Dataset entries
== == ==

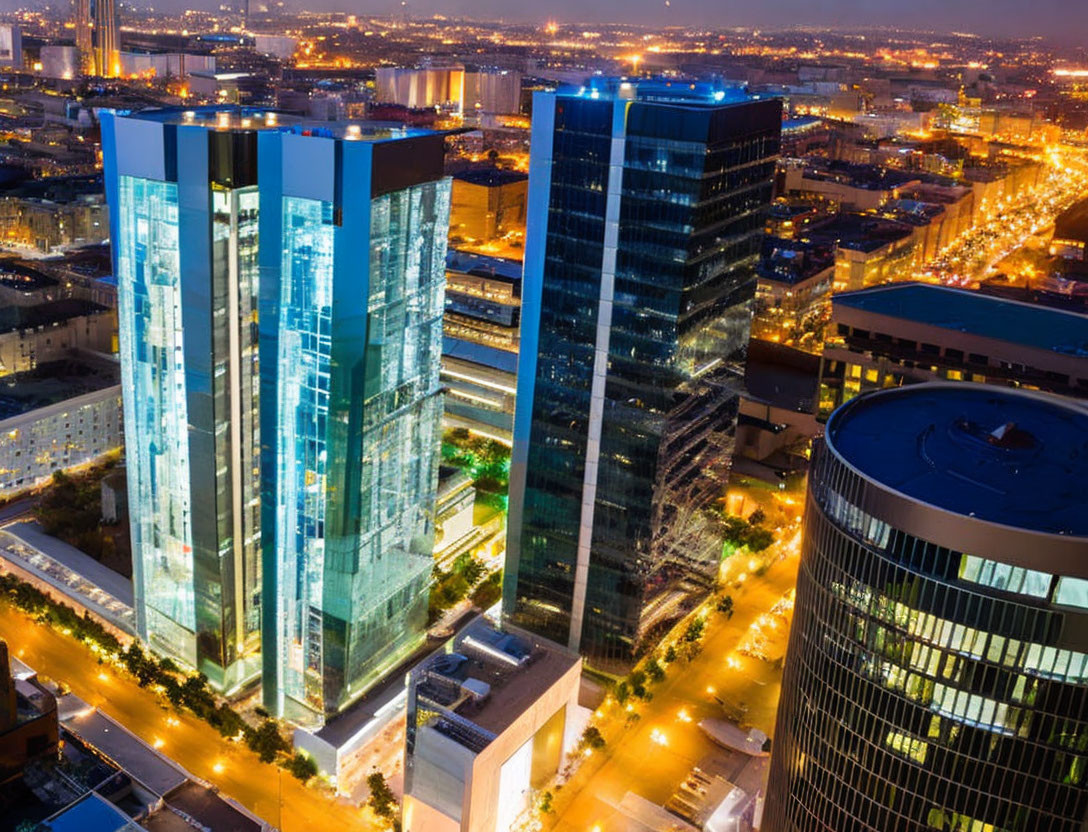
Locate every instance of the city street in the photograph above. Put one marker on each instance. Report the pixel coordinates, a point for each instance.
(194, 744)
(653, 756)
(977, 253)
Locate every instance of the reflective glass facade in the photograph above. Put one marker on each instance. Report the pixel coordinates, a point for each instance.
(646, 206)
(152, 367)
(357, 468)
(927, 686)
(187, 275)
(281, 335)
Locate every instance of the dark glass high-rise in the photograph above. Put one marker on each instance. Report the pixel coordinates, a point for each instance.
(646, 206)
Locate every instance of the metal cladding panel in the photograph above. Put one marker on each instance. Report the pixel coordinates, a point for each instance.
(350, 293)
(405, 162)
(270, 174)
(532, 286)
(140, 148)
(309, 166)
(111, 177)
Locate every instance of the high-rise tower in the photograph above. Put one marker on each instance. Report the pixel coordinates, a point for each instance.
(281, 292)
(937, 673)
(97, 38)
(646, 203)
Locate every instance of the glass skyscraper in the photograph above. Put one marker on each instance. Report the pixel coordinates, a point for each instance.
(937, 672)
(280, 293)
(646, 209)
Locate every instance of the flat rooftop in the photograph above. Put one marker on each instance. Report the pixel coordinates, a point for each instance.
(23, 277)
(966, 311)
(1073, 223)
(52, 382)
(857, 232)
(683, 92)
(209, 809)
(483, 265)
(491, 177)
(516, 668)
(1001, 456)
(13, 318)
(232, 118)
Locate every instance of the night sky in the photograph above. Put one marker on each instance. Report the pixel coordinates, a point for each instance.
(1066, 19)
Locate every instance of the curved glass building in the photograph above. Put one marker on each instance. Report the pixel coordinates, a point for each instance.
(937, 674)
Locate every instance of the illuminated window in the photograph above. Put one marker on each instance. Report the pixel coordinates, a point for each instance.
(1072, 592)
(1005, 576)
(906, 745)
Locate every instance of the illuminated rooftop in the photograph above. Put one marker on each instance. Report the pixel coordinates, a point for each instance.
(702, 94)
(1002, 456)
(232, 118)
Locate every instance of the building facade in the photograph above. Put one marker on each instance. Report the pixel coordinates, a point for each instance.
(356, 409)
(491, 718)
(60, 415)
(280, 293)
(937, 672)
(646, 205)
(480, 347)
(907, 333)
(36, 334)
(97, 37)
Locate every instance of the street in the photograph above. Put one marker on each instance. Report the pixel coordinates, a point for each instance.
(654, 755)
(192, 743)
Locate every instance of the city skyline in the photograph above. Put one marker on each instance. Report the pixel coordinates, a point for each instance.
(999, 19)
(412, 420)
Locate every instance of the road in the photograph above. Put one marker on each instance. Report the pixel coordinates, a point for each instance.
(16, 509)
(194, 744)
(639, 760)
(976, 255)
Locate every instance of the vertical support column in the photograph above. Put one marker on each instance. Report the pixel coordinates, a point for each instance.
(600, 372)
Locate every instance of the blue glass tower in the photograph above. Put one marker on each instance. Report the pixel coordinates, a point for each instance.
(280, 293)
(646, 203)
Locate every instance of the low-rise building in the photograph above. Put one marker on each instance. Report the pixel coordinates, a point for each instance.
(907, 333)
(59, 415)
(869, 249)
(47, 332)
(28, 727)
(486, 205)
(793, 294)
(480, 344)
(1070, 240)
(858, 187)
(490, 719)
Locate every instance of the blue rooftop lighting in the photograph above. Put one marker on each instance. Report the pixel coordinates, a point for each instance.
(1006, 457)
(665, 90)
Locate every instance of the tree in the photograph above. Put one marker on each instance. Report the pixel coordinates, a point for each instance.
(655, 671)
(592, 739)
(759, 538)
(267, 741)
(694, 631)
(382, 799)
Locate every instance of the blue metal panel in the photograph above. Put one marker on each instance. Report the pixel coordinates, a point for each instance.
(309, 166)
(270, 175)
(139, 149)
(532, 283)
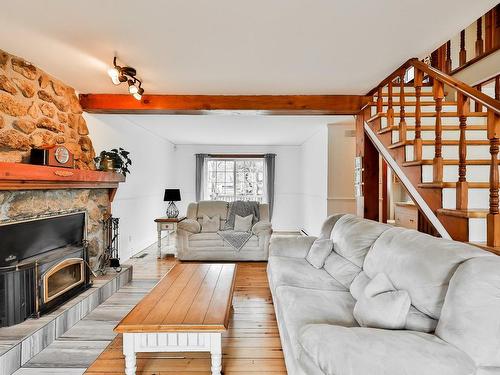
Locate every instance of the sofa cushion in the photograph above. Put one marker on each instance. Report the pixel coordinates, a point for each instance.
(418, 263)
(203, 239)
(381, 305)
(415, 320)
(243, 224)
(300, 307)
(298, 272)
(353, 236)
(351, 351)
(341, 269)
(470, 318)
(318, 252)
(210, 224)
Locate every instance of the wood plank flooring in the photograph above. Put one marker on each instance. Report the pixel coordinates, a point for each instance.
(250, 346)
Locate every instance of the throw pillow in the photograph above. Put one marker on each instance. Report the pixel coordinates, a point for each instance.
(318, 252)
(242, 224)
(381, 305)
(210, 224)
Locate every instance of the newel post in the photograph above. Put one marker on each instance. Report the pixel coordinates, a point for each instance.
(390, 108)
(438, 91)
(402, 113)
(417, 145)
(493, 217)
(462, 198)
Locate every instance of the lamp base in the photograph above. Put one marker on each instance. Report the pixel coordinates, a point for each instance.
(172, 210)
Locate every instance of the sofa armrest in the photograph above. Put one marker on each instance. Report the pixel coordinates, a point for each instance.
(292, 247)
(358, 350)
(262, 228)
(189, 225)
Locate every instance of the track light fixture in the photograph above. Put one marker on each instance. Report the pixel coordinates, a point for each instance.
(119, 74)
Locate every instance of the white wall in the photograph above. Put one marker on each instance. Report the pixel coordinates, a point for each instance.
(287, 203)
(139, 200)
(341, 155)
(314, 181)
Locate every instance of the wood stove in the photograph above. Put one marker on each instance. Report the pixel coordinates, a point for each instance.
(43, 263)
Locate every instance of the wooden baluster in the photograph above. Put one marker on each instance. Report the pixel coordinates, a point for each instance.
(493, 217)
(478, 106)
(417, 145)
(448, 57)
(462, 185)
(380, 103)
(479, 37)
(438, 158)
(497, 87)
(462, 56)
(402, 120)
(390, 109)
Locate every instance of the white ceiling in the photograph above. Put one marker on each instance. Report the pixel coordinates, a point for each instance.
(231, 46)
(234, 129)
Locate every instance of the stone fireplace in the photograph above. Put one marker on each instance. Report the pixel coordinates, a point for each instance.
(29, 204)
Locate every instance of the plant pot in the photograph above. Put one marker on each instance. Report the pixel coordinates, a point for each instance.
(107, 165)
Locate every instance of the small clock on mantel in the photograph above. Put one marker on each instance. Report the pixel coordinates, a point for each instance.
(57, 156)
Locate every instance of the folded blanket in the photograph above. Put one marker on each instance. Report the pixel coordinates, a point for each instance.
(235, 239)
(242, 208)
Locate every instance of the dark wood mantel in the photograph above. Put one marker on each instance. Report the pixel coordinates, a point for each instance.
(18, 176)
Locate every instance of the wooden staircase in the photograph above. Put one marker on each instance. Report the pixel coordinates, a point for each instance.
(443, 135)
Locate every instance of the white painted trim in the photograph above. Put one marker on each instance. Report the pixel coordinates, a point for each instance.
(135, 342)
(407, 184)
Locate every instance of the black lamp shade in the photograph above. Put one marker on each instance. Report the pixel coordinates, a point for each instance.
(172, 195)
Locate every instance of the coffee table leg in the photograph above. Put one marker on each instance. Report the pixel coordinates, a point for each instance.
(129, 353)
(216, 352)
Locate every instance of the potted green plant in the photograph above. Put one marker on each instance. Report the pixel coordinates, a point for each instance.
(114, 160)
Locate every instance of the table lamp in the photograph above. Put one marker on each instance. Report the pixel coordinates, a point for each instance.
(172, 195)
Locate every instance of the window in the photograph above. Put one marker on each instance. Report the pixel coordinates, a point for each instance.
(234, 179)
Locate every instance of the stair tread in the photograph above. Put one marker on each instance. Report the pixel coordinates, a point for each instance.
(428, 114)
(424, 103)
(469, 213)
(424, 128)
(446, 162)
(445, 142)
(451, 185)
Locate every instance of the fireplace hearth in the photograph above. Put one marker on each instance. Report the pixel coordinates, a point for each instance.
(43, 263)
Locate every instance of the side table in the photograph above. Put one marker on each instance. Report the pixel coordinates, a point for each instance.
(166, 224)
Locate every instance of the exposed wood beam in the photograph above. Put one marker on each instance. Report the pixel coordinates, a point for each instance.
(207, 104)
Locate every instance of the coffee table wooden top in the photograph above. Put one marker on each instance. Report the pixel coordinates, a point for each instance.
(191, 297)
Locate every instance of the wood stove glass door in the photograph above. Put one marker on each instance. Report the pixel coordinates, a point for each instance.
(63, 277)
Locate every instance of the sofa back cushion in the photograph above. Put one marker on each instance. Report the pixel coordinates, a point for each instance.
(211, 209)
(353, 236)
(341, 269)
(420, 264)
(470, 318)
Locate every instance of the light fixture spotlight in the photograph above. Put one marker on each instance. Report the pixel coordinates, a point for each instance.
(119, 74)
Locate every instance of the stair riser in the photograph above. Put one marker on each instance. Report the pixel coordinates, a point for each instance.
(407, 89)
(454, 121)
(474, 173)
(451, 135)
(478, 198)
(411, 109)
(450, 152)
(477, 230)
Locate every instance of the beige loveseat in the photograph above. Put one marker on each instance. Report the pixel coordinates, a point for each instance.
(192, 244)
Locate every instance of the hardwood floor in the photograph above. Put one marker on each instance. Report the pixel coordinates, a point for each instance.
(250, 346)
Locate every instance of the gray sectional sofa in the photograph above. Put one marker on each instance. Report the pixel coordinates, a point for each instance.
(452, 327)
(192, 244)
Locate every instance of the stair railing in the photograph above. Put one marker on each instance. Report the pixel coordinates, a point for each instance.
(465, 96)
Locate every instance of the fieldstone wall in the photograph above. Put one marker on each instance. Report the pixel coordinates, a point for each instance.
(20, 205)
(37, 110)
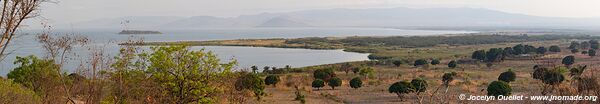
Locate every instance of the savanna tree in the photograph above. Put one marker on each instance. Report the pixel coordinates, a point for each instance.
(508, 76)
(318, 83)
(497, 88)
(355, 83)
(334, 82)
(401, 88)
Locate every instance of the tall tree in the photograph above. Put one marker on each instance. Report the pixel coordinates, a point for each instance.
(13, 13)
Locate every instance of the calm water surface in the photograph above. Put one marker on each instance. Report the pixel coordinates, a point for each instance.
(107, 40)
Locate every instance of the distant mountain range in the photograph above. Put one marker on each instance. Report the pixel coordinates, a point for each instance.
(381, 17)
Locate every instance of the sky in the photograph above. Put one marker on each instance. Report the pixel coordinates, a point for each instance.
(69, 11)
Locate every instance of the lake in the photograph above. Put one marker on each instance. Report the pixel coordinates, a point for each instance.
(107, 40)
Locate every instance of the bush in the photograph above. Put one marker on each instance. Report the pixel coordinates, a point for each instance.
(397, 63)
(355, 83)
(14, 93)
(420, 62)
(448, 77)
(419, 85)
(453, 64)
(400, 88)
(508, 76)
(554, 49)
(324, 74)
(435, 61)
(568, 60)
(272, 80)
(252, 82)
(334, 82)
(553, 77)
(318, 83)
(497, 88)
(592, 52)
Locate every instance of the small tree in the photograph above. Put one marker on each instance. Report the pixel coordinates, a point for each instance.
(397, 63)
(252, 82)
(453, 64)
(318, 83)
(420, 62)
(254, 68)
(574, 51)
(541, 50)
(400, 88)
(508, 76)
(554, 48)
(592, 52)
(447, 78)
(435, 61)
(355, 83)
(334, 82)
(419, 85)
(497, 88)
(568, 60)
(272, 80)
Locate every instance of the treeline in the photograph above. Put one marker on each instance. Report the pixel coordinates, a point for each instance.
(428, 41)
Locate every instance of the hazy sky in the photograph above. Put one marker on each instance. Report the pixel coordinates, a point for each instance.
(66, 11)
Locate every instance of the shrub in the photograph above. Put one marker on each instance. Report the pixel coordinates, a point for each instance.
(355, 83)
(334, 82)
(318, 83)
(453, 64)
(397, 63)
(568, 60)
(272, 80)
(435, 61)
(400, 88)
(419, 85)
(366, 71)
(592, 52)
(420, 62)
(553, 77)
(252, 82)
(554, 48)
(11, 92)
(508, 76)
(497, 88)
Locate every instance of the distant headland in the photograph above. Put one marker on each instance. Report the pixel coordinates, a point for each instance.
(139, 32)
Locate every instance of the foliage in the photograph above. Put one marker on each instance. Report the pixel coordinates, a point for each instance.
(554, 48)
(190, 76)
(541, 50)
(592, 52)
(252, 82)
(420, 62)
(400, 88)
(497, 88)
(453, 64)
(39, 75)
(272, 80)
(568, 60)
(334, 82)
(355, 83)
(14, 93)
(324, 74)
(366, 71)
(553, 77)
(448, 77)
(397, 63)
(508, 76)
(318, 83)
(479, 55)
(574, 51)
(435, 61)
(419, 85)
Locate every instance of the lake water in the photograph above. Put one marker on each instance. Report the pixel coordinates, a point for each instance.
(107, 40)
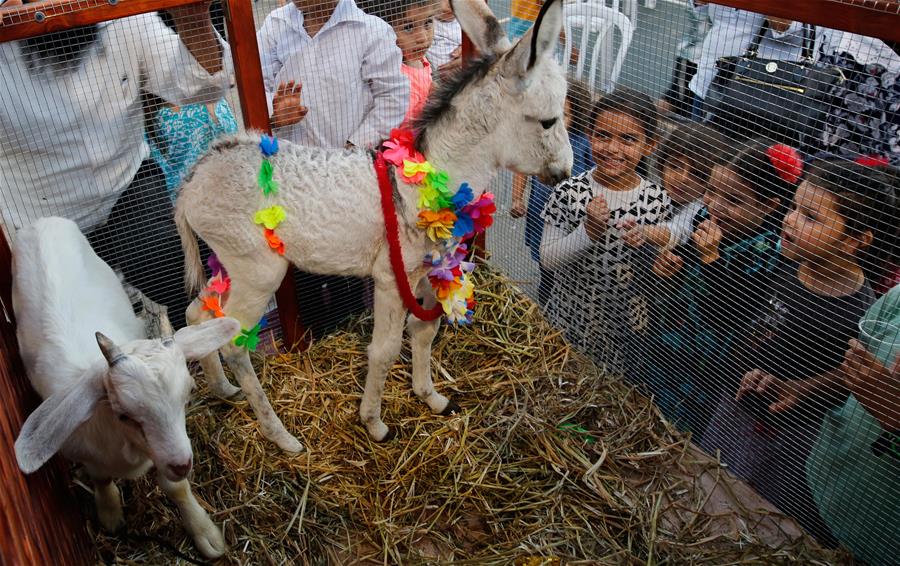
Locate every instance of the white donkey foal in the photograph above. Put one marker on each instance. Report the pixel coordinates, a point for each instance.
(504, 110)
(117, 409)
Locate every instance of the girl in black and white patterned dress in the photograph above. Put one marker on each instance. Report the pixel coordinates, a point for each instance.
(596, 297)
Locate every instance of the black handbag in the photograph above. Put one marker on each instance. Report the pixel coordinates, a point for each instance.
(786, 101)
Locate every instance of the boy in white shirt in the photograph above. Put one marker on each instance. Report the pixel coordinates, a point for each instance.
(348, 66)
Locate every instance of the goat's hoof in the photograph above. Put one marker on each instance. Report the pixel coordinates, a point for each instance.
(289, 444)
(452, 408)
(112, 518)
(209, 540)
(228, 392)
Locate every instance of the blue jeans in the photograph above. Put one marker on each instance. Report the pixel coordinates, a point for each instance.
(698, 113)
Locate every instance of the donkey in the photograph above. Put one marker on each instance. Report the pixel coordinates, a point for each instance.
(504, 110)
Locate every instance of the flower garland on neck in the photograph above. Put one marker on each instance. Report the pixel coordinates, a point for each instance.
(449, 218)
(269, 218)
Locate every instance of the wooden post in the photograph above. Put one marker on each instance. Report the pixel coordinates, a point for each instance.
(255, 109)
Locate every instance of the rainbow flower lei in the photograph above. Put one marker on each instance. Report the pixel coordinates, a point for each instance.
(449, 218)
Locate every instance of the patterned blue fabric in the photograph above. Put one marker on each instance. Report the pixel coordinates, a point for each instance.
(184, 136)
(686, 349)
(540, 193)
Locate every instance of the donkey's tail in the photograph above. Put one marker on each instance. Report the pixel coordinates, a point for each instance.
(194, 277)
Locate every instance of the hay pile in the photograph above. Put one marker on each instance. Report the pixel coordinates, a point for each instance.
(550, 463)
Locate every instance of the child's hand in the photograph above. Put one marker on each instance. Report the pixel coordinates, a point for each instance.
(8, 5)
(707, 239)
(632, 233)
(667, 264)
(597, 220)
(519, 209)
(876, 387)
(786, 392)
(287, 107)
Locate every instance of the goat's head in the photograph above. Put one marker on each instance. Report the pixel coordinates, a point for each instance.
(146, 384)
(513, 96)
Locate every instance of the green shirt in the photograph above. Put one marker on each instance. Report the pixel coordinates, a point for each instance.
(858, 493)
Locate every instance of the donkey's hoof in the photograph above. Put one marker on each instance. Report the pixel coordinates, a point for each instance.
(284, 440)
(228, 392)
(452, 408)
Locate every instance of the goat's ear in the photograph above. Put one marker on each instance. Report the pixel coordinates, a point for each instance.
(54, 421)
(539, 41)
(481, 26)
(203, 339)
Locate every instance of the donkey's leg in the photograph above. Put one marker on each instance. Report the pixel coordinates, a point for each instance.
(421, 336)
(387, 338)
(207, 537)
(211, 364)
(253, 281)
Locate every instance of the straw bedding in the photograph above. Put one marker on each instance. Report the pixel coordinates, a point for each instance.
(551, 463)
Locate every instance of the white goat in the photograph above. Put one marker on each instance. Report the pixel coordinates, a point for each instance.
(118, 413)
(505, 110)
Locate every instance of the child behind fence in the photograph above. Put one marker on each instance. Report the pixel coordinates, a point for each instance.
(577, 109)
(764, 428)
(595, 296)
(685, 161)
(413, 23)
(726, 268)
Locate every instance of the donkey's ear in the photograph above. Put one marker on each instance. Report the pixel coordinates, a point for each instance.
(203, 339)
(481, 26)
(539, 41)
(54, 421)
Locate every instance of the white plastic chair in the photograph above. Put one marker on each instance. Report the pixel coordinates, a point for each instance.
(597, 20)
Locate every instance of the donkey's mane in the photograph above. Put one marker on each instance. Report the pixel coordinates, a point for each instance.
(439, 102)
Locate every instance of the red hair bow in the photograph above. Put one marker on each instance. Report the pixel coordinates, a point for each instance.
(873, 161)
(786, 160)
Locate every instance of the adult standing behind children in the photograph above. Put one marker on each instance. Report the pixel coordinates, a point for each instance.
(446, 48)
(347, 65)
(73, 136)
(413, 22)
(854, 466)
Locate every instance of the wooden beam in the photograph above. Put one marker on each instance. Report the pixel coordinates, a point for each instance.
(38, 18)
(875, 18)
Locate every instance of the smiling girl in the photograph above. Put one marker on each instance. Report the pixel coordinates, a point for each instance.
(765, 428)
(595, 296)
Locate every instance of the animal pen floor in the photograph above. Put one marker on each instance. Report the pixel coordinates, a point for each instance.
(550, 463)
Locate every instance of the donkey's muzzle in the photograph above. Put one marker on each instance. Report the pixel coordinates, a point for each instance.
(554, 176)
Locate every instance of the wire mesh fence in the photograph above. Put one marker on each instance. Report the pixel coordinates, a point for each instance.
(726, 243)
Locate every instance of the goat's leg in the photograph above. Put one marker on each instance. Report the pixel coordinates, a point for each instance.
(109, 503)
(253, 283)
(211, 364)
(207, 537)
(421, 336)
(387, 338)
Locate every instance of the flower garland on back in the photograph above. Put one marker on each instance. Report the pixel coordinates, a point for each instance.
(269, 218)
(449, 219)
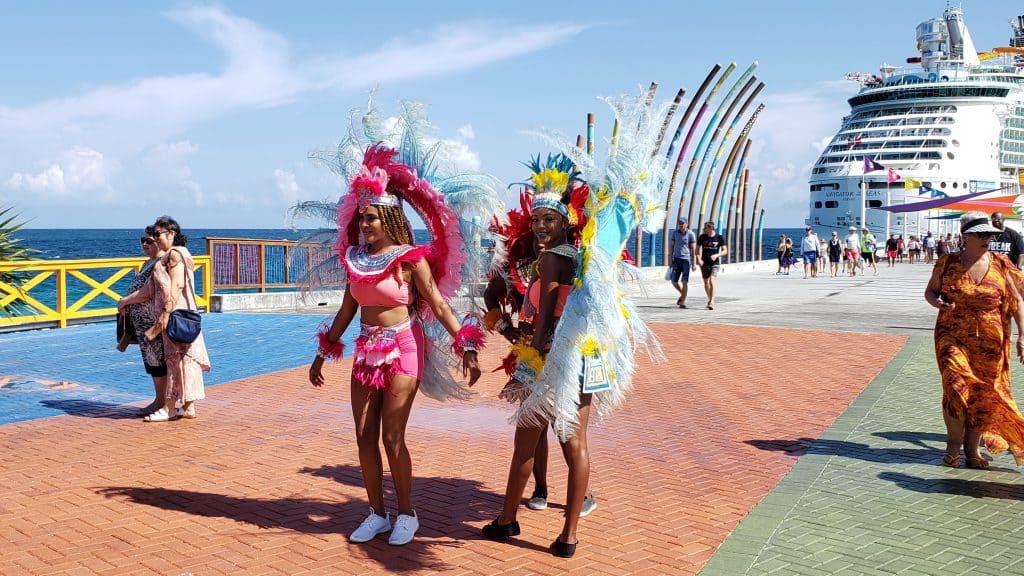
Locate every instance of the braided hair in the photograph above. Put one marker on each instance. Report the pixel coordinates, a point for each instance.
(394, 223)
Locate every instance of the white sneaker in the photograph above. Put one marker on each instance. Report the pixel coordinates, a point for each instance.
(538, 501)
(371, 527)
(404, 528)
(589, 505)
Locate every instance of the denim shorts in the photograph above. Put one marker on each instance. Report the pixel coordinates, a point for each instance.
(680, 271)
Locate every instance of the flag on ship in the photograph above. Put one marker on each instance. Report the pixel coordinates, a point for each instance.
(870, 165)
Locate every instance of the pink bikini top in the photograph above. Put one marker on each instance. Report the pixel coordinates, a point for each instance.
(385, 292)
(534, 291)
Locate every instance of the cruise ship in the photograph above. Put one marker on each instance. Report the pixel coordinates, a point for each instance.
(954, 123)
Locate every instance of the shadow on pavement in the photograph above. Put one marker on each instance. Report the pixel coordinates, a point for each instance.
(802, 446)
(956, 486)
(92, 409)
(470, 503)
(300, 515)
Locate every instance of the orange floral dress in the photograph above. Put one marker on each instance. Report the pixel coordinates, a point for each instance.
(973, 350)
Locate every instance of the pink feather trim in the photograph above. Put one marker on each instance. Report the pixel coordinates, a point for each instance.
(445, 253)
(327, 348)
(470, 335)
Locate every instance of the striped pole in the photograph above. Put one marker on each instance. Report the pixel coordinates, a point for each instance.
(704, 151)
(679, 161)
(760, 223)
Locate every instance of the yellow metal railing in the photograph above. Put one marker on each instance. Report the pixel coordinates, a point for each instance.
(92, 281)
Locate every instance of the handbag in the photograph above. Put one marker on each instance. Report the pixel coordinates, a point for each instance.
(125, 329)
(184, 325)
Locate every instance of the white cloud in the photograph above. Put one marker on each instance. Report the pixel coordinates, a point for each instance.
(783, 151)
(77, 169)
(51, 146)
(287, 186)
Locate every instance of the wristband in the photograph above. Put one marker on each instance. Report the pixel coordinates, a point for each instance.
(327, 348)
(469, 337)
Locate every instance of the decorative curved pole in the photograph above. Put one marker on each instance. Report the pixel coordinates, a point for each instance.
(704, 137)
(679, 161)
(704, 152)
(668, 120)
(732, 170)
(730, 192)
(648, 101)
(743, 196)
(720, 200)
(756, 246)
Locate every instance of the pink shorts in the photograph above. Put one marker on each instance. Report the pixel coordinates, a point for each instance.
(383, 352)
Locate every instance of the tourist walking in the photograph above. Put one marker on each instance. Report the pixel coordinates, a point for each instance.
(712, 248)
(809, 252)
(867, 250)
(1008, 242)
(399, 291)
(141, 316)
(892, 250)
(852, 251)
(683, 247)
(780, 253)
(835, 254)
(977, 293)
(173, 281)
(913, 247)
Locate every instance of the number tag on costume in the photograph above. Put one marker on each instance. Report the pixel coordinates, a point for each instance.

== == ==

> **What is needed**
Nothing but the lines from the one with "Locate every instance of the pink shorts" through the last line of the entries should be repeated, and those exactly.

> **Solution**
Locate every instance of the pink shorts in the photograph above. Put one marker on each instance. Report the pixel coordinates, a point for each instance.
(383, 352)
Locate every instance of the tourist walking in the photograph above. Put one marker on each instance. Report the pixel coordinates, a point for each instance.
(712, 248)
(809, 252)
(867, 250)
(1008, 242)
(399, 291)
(141, 316)
(892, 250)
(852, 251)
(683, 247)
(780, 253)
(835, 254)
(977, 293)
(173, 281)
(913, 247)
Locate every instance of the number tag on costume in the photograph above. Put one marker on each instance. Report the pixel coordinates, a point for each instance.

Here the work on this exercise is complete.